_Exercise_
Return the following data exactly, with all pictures left out.

☆ ☆ ☆ ☆

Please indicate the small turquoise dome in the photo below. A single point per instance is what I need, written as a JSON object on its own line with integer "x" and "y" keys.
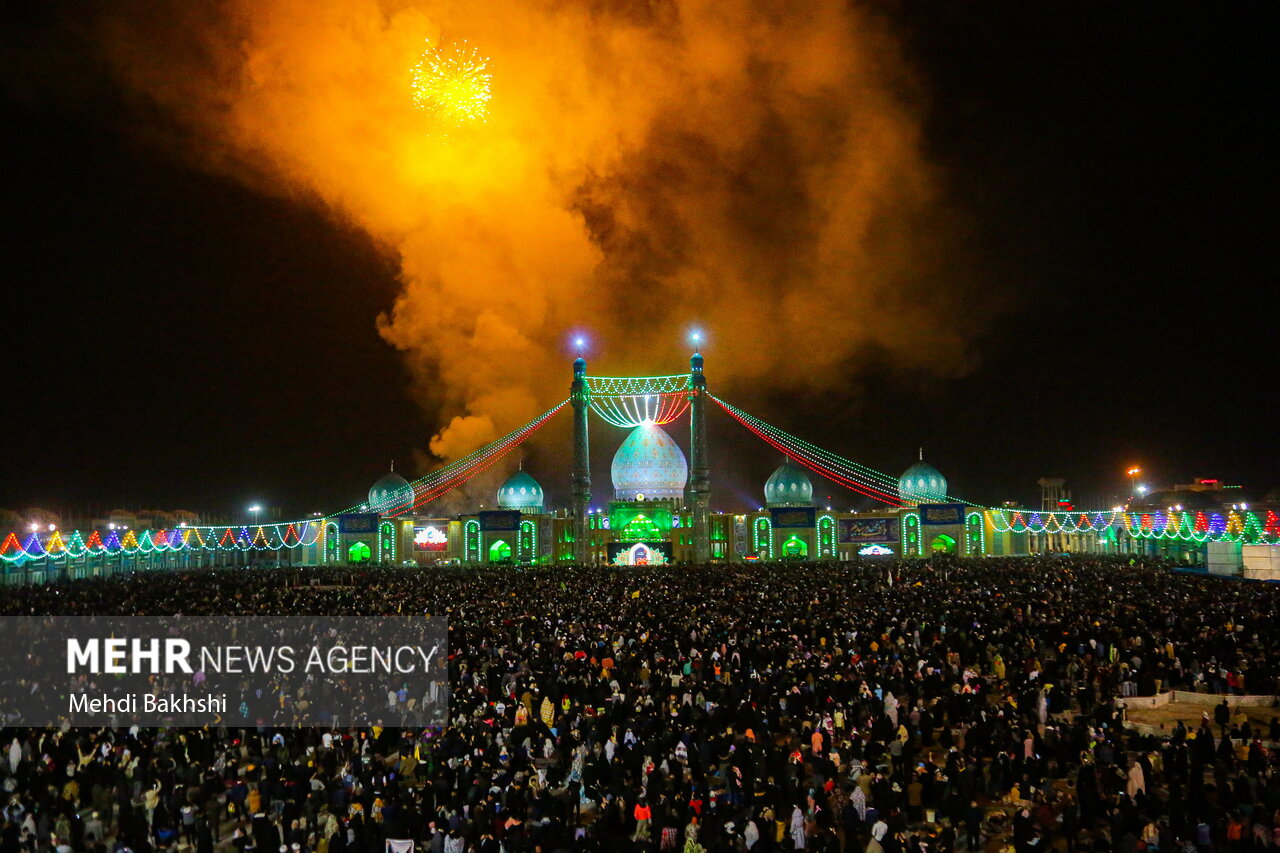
{"x": 521, "y": 492}
{"x": 922, "y": 483}
{"x": 789, "y": 486}
{"x": 389, "y": 493}
{"x": 649, "y": 463}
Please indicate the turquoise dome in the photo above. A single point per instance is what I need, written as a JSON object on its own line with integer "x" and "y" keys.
{"x": 649, "y": 463}
{"x": 922, "y": 483}
{"x": 389, "y": 492}
{"x": 789, "y": 486}
{"x": 521, "y": 492}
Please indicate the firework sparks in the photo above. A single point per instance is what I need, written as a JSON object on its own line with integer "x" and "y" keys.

☆ ☆ ☆ ☆

_Response to this task_
Please indicate the small turquoise dome in the photo below. A single point per instance is what I need, written as a JSON object on its own line with integer "x" and "y" keys.
{"x": 521, "y": 492}
{"x": 922, "y": 483}
{"x": 789, "y": 486}
{"x": 389, "y": 493}
{"x": 649, "y": 463}
Please indicate the turquoise dome in the photo above. A single point per instance is what I need, written as a JSON object on its own line with integer "x" and "y" keys.
{"x": 649, "y": 463}
{"x": 922, "y": 483}
{"x": 389, "y": 492}
{"x": 789, "y": 486}
{"x": 521, "y": 492}
Please indicate the firework sparks in the photo above. A single point per instance is what I need, written as a JSON object on its own line with integer "x" and "y" keys.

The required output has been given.